* **ESPLORA IL MATERIALE**:
1. Nel brano su Shabbath Parah, da quale libro e da quali versetti è tratta la lettura della Haftarah?
2. Trascrivi dal brano su Shabbath Parah il passo compreso tra "Si legge sul" e "restituita al mistero.", estremi inclusi.

* **BRANO FORNITO**:
********************
Il prossimo è Shabbath Parah, Parah Adumah, la Vacca Rossa.
Questo Shabbath che segue quello di Purim, Shabbat Zachor, segna l’inizio formale dei preparativi spirituali e non, che conducono a Pesach.
Si legge sul secondo Sefer una porzione della Parashah Chuccath, Numeri 19:1-22.
La Haftarah è una lettura da Yechezqiel 36:16-38.
Se guardate nella Torah della edizione Giuntina, una nota suggerisce che il legame fra la Haftarah e la porzione della Parashah Chuccath consista nel fatto che la prima tratta di purificazione spirituale, la seconda di purificazione del corpo dopo aver toccato un cadavere, col rito della Parah Adumah.
Vi ricordo che dopo il decesso i nostri avi non consideravano un corpo ma un cadavere ciò che restava dall’abbandono della vita e che l’anima veniva col corpo restituita al mistero.
Ed un mistero è il rituale della Vacca Rossa, dacché al termine del rito chi era impuro non lo è più e chi ha eseguito il rito lo diventa, seppur temporaneamente.
Questo precetto che D-o ci ha dato è incomprensibile, lo fu allo stesso Moshè. Rientra in quella categoria di precetti che definiamo Chuqim, precetti che appaiono ai miseri nostri occhi come sovrarazionali, paradossi che la nostra mente coglie come tali e che ben sappiamo non essere, poiché leggi del Signore; le cose misteriose che appartengono a D-o e che trascendono la nostra possibilità di intendere.
Tuttavia questo può aiutarci a cogliere la relazione con la derashah ordinaria di questo Shabbat: Sheminì. In entrambe le letture ci troviamo di fronte alla più insondabile delle esperienze umane: la morte. Quello che noi accettiamo biologicamente ma che sfugge al contenimento in ambiti razionali, quando affrontiamo il problema in termini spirituali od escatologici. Un mistero insondabile di cui invece riusciamo a cogliere il senso della chimica e della fisica. Ma lo sgomento davanti alla morte è profondo, ci costringe ad investigare quello che è ignoto perché appartiene ad un futuro insondabile. Eppure anche la nostra vita segue un vettore temporale insondabile. Ma della morte, ci dice Qohelet, nessuno può parlare poiché nessuno è mai tornato. Eppure sappiamo che l’Adamo primigenio era stato creato senza che dovesse conoscere la morte. A noi è rimasta l’anima, permeata di divino che si libera dal corpo.
Così nella Parashah Sheminì ci troviamo di fronte alla misteriosa morte dei figli di Aharon, colpevoli di aver introdotto un fuoco estraneo, probabilmente per non aver bruciato gli incensi composti secondo la prescrizione divina. Anche in questo caso siamo di fronte ad un mistero insondabile, poiché i cadaveri dei due fratelli vengono poi raccolti.
E Aharon tacque poiché di ciò di cui non si può parlare si deve tacere (celeberrimo aforisma Wittgensteiniano).
“Chiunque indaga quattro cose, meglio per lui se non fosse venuto al mondo: ciò che è sopra, ciò che è sotto, ciò che è davanti, ciò che è dietro” (Mishnah, Hagigah II).
********************
* **DATI REGISTRATI**:
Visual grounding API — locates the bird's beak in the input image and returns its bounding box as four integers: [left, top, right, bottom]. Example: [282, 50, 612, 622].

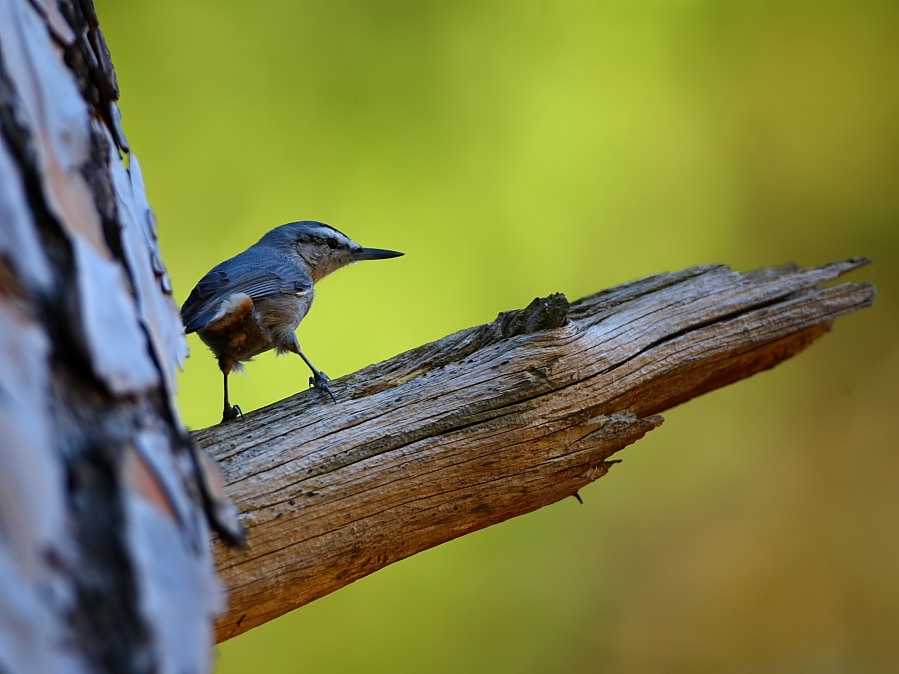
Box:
[353, 248, 405, 261]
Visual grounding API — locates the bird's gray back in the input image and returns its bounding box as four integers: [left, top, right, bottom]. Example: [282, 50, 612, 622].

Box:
[181, 244, 312, 333]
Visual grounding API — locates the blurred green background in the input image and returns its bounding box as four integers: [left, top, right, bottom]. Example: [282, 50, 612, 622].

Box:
[97, 0, 899, 674]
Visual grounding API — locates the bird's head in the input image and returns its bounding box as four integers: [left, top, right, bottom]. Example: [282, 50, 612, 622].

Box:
[257, 220, 403, 283]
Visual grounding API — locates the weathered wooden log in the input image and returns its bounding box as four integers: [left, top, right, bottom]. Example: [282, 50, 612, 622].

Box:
[194, 259, 875, 641]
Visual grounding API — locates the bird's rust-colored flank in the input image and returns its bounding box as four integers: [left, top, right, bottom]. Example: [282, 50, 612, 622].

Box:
[181, 220, 402, 421]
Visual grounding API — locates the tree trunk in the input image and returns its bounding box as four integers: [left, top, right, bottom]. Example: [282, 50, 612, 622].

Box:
[0, 0, 238, 674]
[202, 260, 874, 640]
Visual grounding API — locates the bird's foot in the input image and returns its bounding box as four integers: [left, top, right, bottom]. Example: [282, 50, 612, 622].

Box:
[222, 405, 243, 423]
[309, 372, 337, 403]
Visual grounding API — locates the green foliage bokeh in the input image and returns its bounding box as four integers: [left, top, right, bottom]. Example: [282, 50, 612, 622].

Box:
[97, 0, 899, 674]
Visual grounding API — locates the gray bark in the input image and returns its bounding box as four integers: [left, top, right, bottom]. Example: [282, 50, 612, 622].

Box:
[0, 0, 232, 674]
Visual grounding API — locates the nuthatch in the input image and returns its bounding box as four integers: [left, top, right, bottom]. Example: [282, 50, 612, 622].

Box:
[181, 220, 402, 421]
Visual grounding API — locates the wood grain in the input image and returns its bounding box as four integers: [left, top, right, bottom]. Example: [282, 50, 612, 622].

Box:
[194, 259, 875, 641]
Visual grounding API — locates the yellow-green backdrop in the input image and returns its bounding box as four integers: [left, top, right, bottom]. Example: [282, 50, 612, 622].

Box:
********************
* **ELENCO DELLE SOLUZIONI**:
1. Da Yechezqiel 36:16-38.

2.
Si legge sul secondo Sefer una porzione della Parashah Chuccath, Numeri 19:1-22.
La Haftarah è una lettura da Yechezqiel 36:16-38.
Se guardate nella Torah della edizione Giuntina, una nota suggerisce che il legame fra la Haftarah e la porzione della Parashah Chuccath consista nel fatto che la prima tratta di purificazione spirituale, la seconda di purificazione del corpo dopo aver toccato un cadavere, col rito della Parah Adumah.
Vi ricordo che dopo il decesso i nostri avi non consideravano un corpo ma un cadavere ciò che restava dall’abbandono della vita e che l’anima veniva col corpo restituita al mistero.